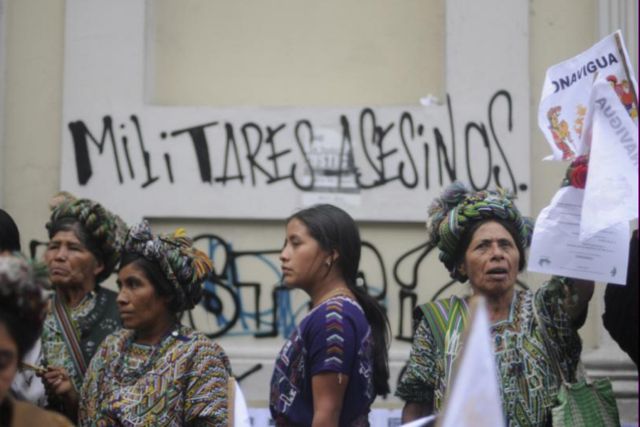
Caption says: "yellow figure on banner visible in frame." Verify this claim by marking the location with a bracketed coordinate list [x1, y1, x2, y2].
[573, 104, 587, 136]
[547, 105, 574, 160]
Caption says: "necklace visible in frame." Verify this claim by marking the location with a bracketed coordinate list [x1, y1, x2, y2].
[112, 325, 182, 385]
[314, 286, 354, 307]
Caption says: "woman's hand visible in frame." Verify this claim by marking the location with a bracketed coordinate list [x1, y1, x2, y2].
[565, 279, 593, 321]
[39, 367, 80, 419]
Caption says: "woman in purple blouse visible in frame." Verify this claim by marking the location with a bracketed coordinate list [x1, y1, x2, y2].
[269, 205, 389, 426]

==

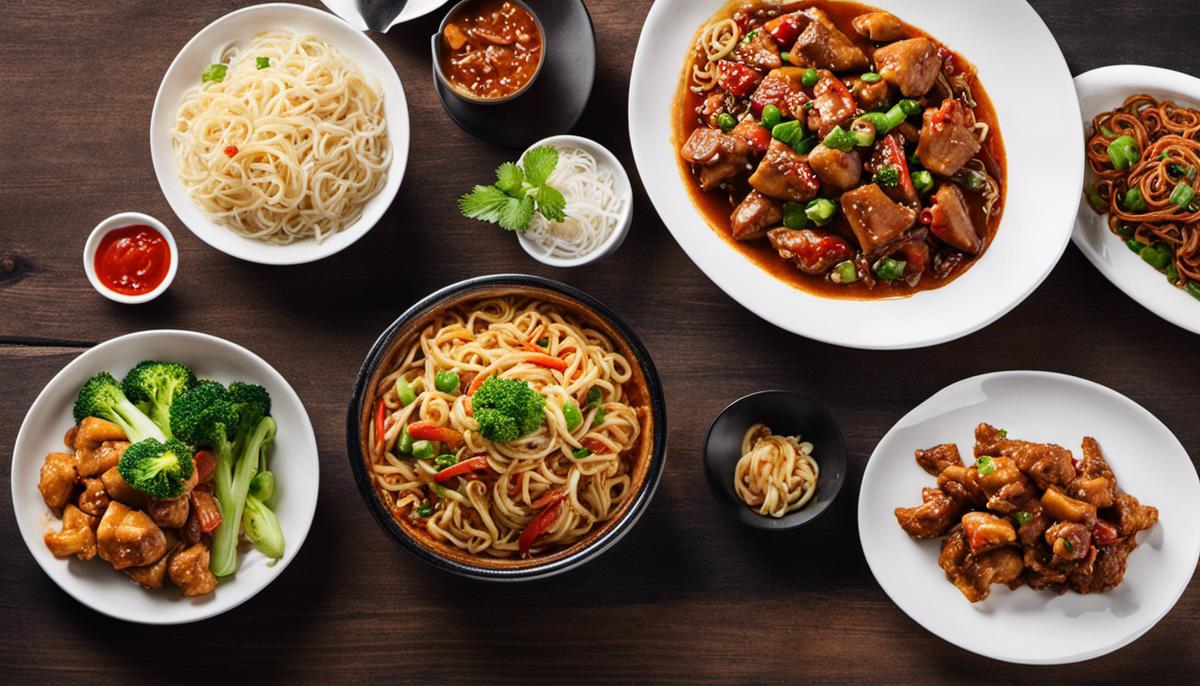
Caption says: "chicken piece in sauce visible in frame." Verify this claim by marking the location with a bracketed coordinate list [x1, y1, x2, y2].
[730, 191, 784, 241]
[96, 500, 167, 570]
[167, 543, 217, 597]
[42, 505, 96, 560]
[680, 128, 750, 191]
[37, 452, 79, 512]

==

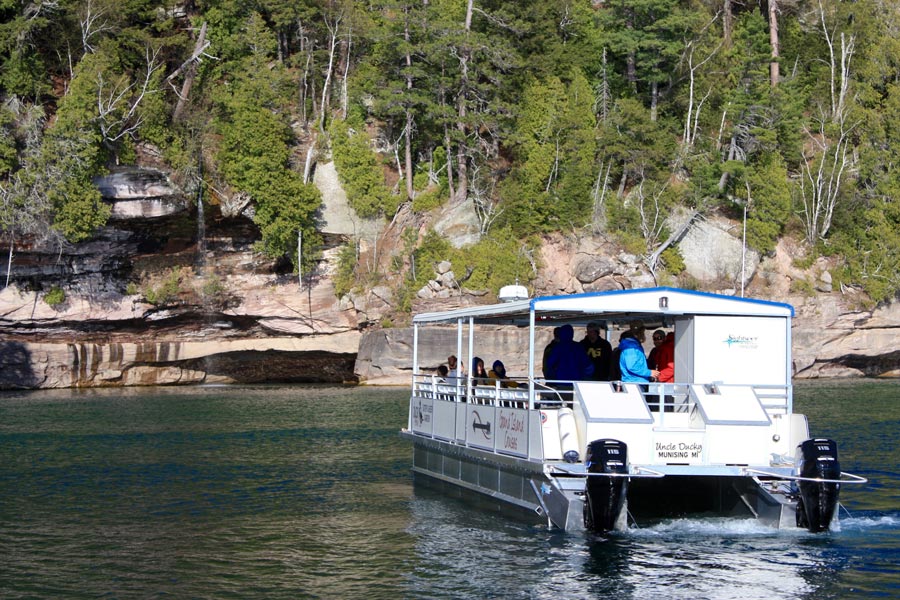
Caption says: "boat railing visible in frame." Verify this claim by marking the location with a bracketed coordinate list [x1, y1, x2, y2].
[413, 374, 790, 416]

SET EXERCISE: Copy the items verbatim, from the line that contains "figure on banner" up to and including the line that contains "[39, 367, 80, 419]".

ANSWER:
Caption says: "yellow figure on banner visible in frame." Verify this claim by marking the location with a bracketed coordinate list [x1, y1, x2, y2].
[573, 104, 587, 136]
[547, 105, 574, 160]
Caption says: "necklace visible in frame." Verify this claim by marking the location with a bracketed coordinate list [x1, y1, x2, y2].
[112, 325, 182, 385]
[314, 286, 354, 307]
Caption says: "woman's hand visible in frame." Verify this claim by marking the location with a bracketed coordinate list [x1, y1, x2, y2].
[565, 279, 593, 321]
[39, 367, 80, 419]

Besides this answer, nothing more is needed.